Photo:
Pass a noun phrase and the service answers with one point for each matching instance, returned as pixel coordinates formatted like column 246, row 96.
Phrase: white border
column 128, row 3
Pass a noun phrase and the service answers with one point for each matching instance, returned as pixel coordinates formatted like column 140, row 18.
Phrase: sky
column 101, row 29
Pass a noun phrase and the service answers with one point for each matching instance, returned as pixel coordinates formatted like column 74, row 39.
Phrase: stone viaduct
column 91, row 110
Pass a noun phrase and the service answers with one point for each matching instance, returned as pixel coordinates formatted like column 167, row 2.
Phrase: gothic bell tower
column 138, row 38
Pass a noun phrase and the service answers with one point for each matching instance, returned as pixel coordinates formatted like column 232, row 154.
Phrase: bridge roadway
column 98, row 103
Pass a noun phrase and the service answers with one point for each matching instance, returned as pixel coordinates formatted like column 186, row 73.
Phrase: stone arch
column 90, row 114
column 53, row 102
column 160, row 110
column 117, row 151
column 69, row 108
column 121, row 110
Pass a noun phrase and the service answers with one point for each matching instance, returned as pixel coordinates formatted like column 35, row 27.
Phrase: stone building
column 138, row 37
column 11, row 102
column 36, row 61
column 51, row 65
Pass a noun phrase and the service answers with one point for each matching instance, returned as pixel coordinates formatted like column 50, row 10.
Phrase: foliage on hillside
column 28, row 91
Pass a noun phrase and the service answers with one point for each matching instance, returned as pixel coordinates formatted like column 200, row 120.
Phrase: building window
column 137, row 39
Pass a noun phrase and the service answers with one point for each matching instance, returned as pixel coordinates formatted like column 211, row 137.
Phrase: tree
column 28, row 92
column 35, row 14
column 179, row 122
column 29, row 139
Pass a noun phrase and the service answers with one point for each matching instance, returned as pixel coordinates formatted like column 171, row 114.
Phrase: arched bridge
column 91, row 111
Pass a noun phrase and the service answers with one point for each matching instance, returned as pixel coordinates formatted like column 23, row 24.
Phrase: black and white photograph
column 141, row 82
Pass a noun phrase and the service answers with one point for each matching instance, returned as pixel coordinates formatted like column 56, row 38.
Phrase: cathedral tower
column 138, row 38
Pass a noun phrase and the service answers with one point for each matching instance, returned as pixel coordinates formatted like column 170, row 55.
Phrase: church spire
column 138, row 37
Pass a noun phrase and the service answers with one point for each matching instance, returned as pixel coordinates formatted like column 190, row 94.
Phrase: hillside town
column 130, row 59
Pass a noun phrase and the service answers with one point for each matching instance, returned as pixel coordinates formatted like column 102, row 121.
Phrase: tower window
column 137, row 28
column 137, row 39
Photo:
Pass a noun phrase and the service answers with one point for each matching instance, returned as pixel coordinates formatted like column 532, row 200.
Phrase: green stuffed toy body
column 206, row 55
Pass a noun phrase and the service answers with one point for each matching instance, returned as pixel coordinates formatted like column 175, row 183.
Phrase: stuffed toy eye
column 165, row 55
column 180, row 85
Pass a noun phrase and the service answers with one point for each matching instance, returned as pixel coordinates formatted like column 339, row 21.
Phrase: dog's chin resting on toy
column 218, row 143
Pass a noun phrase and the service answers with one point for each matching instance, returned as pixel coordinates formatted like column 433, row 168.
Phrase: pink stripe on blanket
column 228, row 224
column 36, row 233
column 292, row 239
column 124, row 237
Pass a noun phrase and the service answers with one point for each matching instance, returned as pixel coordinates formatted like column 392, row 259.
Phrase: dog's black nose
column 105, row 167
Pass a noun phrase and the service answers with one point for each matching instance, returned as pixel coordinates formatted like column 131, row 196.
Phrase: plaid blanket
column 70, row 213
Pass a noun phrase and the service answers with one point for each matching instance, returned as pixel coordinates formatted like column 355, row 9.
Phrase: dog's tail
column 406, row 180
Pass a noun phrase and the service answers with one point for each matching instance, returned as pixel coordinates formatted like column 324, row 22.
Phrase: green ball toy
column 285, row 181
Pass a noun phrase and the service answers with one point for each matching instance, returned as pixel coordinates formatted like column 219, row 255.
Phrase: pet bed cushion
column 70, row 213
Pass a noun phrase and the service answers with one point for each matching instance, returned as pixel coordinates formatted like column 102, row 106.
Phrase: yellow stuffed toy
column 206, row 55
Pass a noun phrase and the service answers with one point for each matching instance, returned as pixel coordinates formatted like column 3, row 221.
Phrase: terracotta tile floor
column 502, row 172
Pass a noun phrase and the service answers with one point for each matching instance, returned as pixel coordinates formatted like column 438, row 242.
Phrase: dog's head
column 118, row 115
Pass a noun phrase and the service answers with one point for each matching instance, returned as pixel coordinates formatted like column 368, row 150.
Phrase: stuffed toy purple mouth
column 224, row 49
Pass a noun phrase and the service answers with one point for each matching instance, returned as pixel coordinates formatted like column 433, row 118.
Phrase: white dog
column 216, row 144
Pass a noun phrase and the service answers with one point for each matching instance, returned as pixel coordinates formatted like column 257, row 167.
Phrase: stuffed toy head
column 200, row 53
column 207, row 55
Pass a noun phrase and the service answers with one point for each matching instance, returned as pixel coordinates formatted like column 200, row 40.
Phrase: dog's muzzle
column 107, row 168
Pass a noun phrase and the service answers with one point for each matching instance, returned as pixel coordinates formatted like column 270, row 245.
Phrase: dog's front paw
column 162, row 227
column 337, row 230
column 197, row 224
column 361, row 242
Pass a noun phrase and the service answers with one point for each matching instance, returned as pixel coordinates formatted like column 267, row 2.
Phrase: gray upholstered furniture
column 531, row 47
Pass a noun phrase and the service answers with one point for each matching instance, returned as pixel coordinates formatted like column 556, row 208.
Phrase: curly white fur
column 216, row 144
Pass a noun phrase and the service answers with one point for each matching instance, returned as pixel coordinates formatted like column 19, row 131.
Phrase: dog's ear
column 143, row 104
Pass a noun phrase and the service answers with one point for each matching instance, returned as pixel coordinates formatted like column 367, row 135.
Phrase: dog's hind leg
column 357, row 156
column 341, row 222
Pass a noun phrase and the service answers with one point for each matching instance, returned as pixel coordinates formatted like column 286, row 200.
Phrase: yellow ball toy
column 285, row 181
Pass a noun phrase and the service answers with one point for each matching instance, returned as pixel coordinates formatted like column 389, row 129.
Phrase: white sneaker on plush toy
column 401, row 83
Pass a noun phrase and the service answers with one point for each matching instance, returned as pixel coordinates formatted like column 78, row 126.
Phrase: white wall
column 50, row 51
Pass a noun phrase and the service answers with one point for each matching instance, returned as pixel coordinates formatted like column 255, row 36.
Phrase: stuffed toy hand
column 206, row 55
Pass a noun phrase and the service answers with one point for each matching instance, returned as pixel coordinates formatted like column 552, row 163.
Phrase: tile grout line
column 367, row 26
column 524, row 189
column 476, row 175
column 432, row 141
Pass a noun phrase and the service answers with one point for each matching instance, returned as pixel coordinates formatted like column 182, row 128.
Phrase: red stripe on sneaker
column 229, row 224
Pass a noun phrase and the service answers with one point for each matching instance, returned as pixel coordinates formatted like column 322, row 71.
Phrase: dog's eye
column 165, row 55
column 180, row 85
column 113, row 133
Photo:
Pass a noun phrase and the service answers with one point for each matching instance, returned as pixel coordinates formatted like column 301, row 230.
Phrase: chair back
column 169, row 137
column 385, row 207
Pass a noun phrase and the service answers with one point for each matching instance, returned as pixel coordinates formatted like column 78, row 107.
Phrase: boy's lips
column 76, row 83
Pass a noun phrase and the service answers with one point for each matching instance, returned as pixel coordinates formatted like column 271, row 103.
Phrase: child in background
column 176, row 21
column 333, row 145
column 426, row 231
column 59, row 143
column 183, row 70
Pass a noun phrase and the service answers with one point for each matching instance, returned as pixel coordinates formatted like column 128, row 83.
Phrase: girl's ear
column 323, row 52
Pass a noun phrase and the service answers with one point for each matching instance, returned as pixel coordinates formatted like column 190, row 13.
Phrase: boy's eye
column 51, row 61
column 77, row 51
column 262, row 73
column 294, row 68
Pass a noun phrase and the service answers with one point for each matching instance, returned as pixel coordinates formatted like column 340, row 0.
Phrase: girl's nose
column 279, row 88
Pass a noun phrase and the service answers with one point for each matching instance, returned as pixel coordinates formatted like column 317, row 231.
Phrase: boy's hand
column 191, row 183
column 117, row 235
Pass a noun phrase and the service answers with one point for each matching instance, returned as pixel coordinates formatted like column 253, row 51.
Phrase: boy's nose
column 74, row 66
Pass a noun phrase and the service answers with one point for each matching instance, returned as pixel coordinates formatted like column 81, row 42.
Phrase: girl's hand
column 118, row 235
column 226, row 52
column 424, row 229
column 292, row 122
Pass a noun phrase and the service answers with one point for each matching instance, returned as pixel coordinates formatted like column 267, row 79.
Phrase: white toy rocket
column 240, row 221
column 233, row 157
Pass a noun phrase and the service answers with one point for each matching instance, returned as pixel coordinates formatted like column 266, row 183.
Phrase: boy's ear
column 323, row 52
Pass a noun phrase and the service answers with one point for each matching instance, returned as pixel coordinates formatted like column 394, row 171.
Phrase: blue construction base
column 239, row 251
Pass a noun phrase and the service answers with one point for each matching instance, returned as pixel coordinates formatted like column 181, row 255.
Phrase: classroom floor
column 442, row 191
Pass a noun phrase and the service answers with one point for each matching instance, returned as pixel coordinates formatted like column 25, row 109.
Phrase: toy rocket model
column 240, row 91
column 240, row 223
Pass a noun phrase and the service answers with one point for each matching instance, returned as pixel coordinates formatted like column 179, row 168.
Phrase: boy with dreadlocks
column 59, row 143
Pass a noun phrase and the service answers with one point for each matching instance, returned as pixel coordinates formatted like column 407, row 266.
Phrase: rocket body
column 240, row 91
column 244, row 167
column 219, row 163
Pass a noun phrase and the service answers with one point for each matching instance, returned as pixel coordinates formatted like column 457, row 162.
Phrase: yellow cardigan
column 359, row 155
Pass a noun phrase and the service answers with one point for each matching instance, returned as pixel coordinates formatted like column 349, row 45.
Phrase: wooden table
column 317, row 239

§

• _Task statement_: Quote verbatim the stretch of the items from their beginning through the line containing "column 28, row 91", including both of those ends.

• _Task result_:
Photo:
Pass a noun phrase and the service answers with one point for each matching instance, returned as pixel coordinates formatted like column 246, row 96.
Phrase: white border
column 128, row 3
Pass a noun phrase and the service answers with one point for each matching instance, returned as pixel coordinates formatted like column 140, row 18.
Phrase: sky
column 101, row 29
Pass a noun phrase and the service answers with one point for each matching instance, returned as pixel coordinates formatted like column 74, row 39.
Phrase: stone viaduct
column 91, row 110
Pass a noun phrase and the service answers with one point for each matching instance, returned as pixel coordinates formatted like column 167, row 2.
Phrase: gothic bell tower
column 138, row 38
Pass a noun phrase and the service answers with one point for each matching instance, returned as pixel coordinates formatted like column 232, row 154.
Phrase: bridge roadway
column 98, row 103
Pass a noun phrase and the service answers with one point for each matching instance, returned as pixel coordinates formatted like column 186, row 73.
Phrase: stone arch
column 90, row 114
column 53, row 102
column 160, row 110
column 117, row 151
column 69, row 108
column 121, row 110
Pass a noun phrase and the service answers with one point for each matching instance, returned as pixel coordinates formatted like column 35, row 27.
Phrase: stone building
column 138, row 37
column 11, row 102
column 36, row 61
column 51, row 65
Pass a noun phrase and the service answers with one point for each matching instance, returned as pixel coordinates formatted like column 50, row 10.
Phrase: foliage on hillside
column 28, row 91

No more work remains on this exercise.